PROBLEM DETAILS —
Which lines in the data below contain the word "handbag"? Pull each of them out.
*** Opening PROVIDED RECORDS ***
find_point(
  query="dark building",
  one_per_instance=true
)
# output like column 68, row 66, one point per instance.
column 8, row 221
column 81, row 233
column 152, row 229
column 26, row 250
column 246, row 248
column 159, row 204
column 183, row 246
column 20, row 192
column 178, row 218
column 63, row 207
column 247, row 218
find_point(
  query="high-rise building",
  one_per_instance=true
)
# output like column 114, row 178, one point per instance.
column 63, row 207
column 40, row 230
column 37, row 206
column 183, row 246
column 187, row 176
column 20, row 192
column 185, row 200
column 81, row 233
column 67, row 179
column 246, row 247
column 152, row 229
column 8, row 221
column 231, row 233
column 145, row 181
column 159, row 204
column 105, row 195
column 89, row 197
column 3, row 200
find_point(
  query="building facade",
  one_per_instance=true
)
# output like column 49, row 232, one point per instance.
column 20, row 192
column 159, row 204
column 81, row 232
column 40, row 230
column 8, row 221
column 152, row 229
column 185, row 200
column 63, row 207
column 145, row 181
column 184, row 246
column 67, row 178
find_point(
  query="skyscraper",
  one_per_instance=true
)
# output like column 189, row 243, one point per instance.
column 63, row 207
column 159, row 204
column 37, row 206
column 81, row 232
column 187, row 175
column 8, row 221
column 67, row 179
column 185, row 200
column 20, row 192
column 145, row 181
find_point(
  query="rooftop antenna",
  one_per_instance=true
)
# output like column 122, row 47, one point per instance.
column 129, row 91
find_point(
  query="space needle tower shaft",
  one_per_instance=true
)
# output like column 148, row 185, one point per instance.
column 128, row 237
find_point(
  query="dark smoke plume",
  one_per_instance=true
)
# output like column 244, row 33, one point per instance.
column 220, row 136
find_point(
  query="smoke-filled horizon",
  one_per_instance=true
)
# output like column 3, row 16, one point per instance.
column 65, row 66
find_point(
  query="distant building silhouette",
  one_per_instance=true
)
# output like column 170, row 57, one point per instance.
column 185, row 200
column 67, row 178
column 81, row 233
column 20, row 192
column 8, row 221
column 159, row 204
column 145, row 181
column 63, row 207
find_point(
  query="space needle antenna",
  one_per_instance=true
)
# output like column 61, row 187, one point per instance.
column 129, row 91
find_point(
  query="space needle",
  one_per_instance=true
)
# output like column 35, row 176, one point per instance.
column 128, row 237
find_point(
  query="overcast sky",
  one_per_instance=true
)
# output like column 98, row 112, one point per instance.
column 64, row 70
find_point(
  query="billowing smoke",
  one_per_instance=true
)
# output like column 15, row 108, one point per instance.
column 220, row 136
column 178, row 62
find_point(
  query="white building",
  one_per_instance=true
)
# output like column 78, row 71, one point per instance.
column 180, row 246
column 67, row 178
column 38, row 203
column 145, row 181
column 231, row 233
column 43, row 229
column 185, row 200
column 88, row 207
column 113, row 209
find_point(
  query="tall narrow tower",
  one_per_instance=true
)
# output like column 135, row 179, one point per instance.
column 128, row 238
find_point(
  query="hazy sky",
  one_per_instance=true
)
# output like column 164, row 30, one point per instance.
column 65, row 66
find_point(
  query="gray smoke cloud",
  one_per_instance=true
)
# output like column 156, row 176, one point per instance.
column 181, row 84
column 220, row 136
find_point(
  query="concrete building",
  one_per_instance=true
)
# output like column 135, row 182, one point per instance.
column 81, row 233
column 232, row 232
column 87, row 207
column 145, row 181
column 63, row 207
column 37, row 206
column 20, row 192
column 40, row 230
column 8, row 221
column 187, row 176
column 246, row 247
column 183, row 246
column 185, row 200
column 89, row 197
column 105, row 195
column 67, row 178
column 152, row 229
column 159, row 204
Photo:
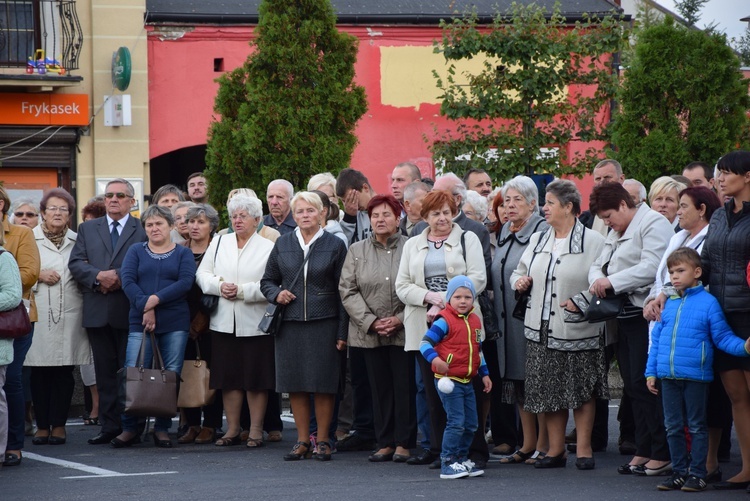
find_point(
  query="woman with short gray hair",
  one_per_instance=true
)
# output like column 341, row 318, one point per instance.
column 202, row 223
column 564, row 361
column 521, row 205
column 242, row 356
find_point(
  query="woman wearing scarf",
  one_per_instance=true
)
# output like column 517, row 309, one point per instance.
column 60, row 343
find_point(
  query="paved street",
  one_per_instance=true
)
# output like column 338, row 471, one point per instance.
column 78, row 471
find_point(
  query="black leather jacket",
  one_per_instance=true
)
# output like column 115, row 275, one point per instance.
column 725, row 256
column 317, row 296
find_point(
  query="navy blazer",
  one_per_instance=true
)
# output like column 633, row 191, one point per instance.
column 93, row 253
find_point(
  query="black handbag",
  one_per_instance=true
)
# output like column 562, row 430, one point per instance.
column 209, row 302
column 271, row 321
column 605, row 308
column 150, row 392
column 522, row 304
column 522, row 299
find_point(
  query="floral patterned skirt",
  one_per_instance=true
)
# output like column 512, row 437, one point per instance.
column 557, row 380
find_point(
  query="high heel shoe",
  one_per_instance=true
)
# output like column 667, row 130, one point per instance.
column 163, row 443
column 301, row 450
column 552, row 462
column 324, row 451
column 190, row 436
column 119, row 444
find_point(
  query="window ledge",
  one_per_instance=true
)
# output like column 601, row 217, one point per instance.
column 38, row 83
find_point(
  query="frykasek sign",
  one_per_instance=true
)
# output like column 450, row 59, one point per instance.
column 44, row 109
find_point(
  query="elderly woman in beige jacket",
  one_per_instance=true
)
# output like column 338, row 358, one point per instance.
column 564, row 361
column 60, row 343
column 242, row 358
column 442, row 251
column 627, row 264
column 376, row 315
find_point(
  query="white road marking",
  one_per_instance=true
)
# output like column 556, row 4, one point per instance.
column 96, row 472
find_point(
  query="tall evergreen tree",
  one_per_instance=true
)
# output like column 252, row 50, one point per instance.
column 683, row 99
column 290, row 111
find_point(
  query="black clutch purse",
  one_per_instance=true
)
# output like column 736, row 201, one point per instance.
column 522, row 304
column 605, row 308
column 271, row 320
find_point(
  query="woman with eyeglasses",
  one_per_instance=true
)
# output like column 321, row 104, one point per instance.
column 24, row 213
column 60, row 343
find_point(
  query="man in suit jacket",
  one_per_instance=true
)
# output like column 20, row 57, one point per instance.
column 95, row 263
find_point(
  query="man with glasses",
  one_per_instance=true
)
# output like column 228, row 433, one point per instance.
column 95, row 264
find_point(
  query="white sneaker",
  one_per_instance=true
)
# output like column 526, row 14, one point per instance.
column 471, row 468
column 451, row 471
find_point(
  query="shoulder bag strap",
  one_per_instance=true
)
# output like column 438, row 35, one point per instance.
column 216, row 252
column 304, row 261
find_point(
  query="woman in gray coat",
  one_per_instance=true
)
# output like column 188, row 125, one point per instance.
column 376, row 326
column 522, row 209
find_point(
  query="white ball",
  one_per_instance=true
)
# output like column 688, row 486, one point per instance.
column 445, row 385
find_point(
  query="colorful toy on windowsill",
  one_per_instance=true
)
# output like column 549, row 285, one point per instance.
column 43, row 64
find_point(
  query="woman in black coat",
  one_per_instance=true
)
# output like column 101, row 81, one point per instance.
column 314, row 324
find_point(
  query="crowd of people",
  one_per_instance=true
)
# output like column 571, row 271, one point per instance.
column 411, row 322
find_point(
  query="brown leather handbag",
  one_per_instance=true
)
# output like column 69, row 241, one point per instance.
column 194, row 390
column 150, row 392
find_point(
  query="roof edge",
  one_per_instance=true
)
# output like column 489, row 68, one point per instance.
column 365, row 19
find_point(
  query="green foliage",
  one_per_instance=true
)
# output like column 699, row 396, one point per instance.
column 742, row 46
column 290, row 111
column 519, row 107
column 683, row 99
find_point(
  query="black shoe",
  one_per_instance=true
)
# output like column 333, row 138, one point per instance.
column 552, row 462
column 714, row 476
column 12, row 459
column 164, row 444
column 380, row 458
column 426, row 457
column 102, row 438
column 120, row 444
column 40, row 440
column 627, row 447
column 694, row 484
column 673, row 483
column 355, row 442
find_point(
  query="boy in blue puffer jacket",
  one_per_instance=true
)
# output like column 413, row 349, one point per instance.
column 681, row 356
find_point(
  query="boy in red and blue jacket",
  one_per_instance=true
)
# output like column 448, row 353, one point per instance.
column 681, row 356
column 453, row 346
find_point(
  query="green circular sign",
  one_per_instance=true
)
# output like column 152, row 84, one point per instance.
column 121, row 68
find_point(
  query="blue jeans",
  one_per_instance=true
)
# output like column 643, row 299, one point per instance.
column 172, row 348
column 685, row 403
column 461, row 414
column 14, row 392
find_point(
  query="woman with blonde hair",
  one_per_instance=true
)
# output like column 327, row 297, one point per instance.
column 664, row 198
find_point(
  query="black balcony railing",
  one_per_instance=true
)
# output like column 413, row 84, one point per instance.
column 31, row 30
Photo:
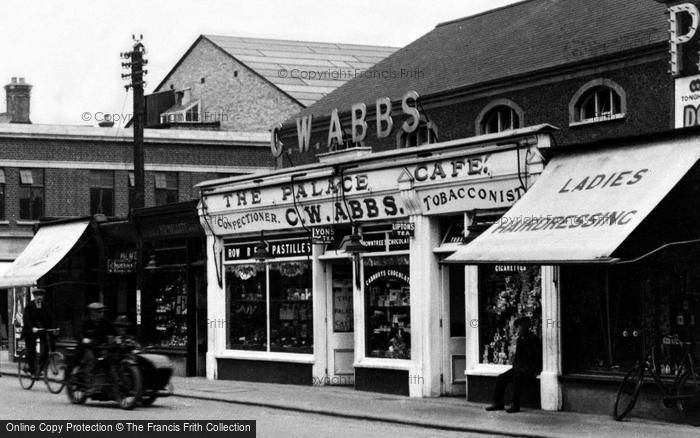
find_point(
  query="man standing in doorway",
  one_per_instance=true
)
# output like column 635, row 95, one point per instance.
*** Closing PROVIDED RECORDS ***
ANSWER TO THIS PROBLEM —
  query="black handbag",
  query="brown leather handbag",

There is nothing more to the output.